>>
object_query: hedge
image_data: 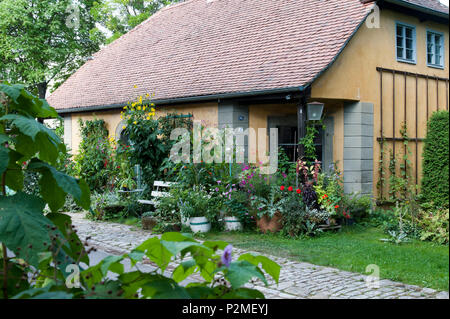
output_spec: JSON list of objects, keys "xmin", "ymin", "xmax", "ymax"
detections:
[{"xmin": 422, "ymin": 111, "xmax": 449, "ymax": 206}]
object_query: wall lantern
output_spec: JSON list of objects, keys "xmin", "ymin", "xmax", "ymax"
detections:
[{"xmin": 306, "ymin": 102, "xmax": 324, "ymax": 121}]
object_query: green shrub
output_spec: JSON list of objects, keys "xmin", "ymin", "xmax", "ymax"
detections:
[
  {"xmin": 343, "ymin": 194, "xmax": 372, "ymax": 222},
  {"xmin": 419, "ymin": 208, "xmax": 449, "ymax": 244},
  {"xmin": 75, "ymin": 119, "xmax": 117, "ymax": 191},
  {"xmin": 422, "ymin": 111, "xmax": 449, "ymax": 207}
]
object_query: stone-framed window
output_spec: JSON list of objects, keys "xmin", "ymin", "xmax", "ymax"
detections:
[{"xmin": 395, "ymin": 22, "xmax": 416, "ymax": 64}]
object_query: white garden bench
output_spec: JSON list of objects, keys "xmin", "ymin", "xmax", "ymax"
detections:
[{"xmin": 138, "ymin": 181, "xmax": 177, "ymax": 205}]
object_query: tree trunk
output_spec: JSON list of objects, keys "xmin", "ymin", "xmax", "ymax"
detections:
[{"xmin": 37, "ymin": 82, "xmax": 47, "ymax": 123}]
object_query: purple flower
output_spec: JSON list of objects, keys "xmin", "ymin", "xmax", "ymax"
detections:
[{"xmin": 220, "ymin": 245, "xmax": 233, "ymax": 267}]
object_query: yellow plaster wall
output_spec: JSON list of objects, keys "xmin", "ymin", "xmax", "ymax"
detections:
[
  {"xmin": 311, "ymin": 10, "xmax": 450, "ymax": 192},
  {"xmin": 68, "ymin": 102, "xmax": 218, "ymax": 154}
]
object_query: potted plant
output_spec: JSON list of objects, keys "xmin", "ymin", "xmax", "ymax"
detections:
[
  {"xmin": 183, "ymin": 187, "xmax": 215, "ymax": 233},
  {"xmin": 141, "ymin": 212, "xmax": 158, "ymax": 230},
  {"xmin": 252, "ymin": 186, "xmax": 284, "ymax": 233},
  {"xmin": 120, "ymin": 176, "xmax": 137, "ymax": 191},
  {"xmin": 223, "ymin": 190, "xmax": 252, "ymax": 231}
]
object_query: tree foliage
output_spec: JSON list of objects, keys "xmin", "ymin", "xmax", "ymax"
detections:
[
  {"xmin": 0, "ymin": 0, "xmax": 104, "ymax": 98},
  {"xmin": 422, "ymin": 111, "xmax": 449, "ymax": 207},
  {"xmin": 91, "ymin": 0, "xmax": 182, "ymax": 43}
]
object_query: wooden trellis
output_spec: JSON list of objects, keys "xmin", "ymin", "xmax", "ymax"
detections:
[{"xmin": 377, "ymin": 67, "xmax": 449, "ymax": 199}]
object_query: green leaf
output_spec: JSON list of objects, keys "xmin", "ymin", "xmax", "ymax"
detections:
[
  {"xmin": 0, "ymin": 146, "xmax": 23, "ymax": 191},
  {"xmin": 45, "ymin": 213, "xmax": 89, "ymax": 269},
  {"xmin": 172, "ymin": 259, "xmax": 197, "ymax": 282},
  {"xmin": 0, "ymin": 134, "xmax": 11, "ymax": 144},
  {"xmin": 203, "ymin": 240, "xmax": 228, "ymax": 251},
  {"xmin": 0, "ymin": 114, "xmax": 66, "ymax": 164},
  {"xmin": 134, "ymin": 237, "xmax": 173, "ymax": 271},
  {"xmin": 185, "ymin": 284, "xmax": 214, "ymax": 299},
  {"xmin": 28, "ymin": 159, "xmax": 90, "ymax": 212},
  {"xmin": 142, "ymin": 276, "xmax": 190, "ymax": 299},
  {"xmin": 222, "ymin": 288, "xmax": 265, "ymax": 299},
  {"xmin": 12, "ymin": 286, "xmax": 73, "ymax": 299},
  {"xmin": 0, "ymin": 146, "xmax": 9, "ymax": 175},
  {"xmin": 0, "ymin": 258, "xmax": 30, "ymax": 299},
  {"xmin": 238, "ymin": 253, "xmax": 281, "ymax": 283},
  {"xmin": 31, "ymin": 291, "xmax": 73, "ymax": 299},
  {"xmin": 0, "ymin": 192, "xmax": 54, "ymax": 266},
  {"xmin": 100, "ymin": 256, "xmax": 124, "ymax": 276},
  {"xmin": 161, "ymin": 240, "xmax": 204, "ymax": 256},
  {"xmin": 222, "ymin": 260, "xmax": 267, "ymax": 289},
  {"xmin": 0, "ymin": 84, "xmax": 24, "ymax": 103}
]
<<
▸ **Written instruction**: Display every line above that contains the string "tree". The match is case-sensitive.

▸ **Response below**:
object_query: tree trunk
object_query: tree foliage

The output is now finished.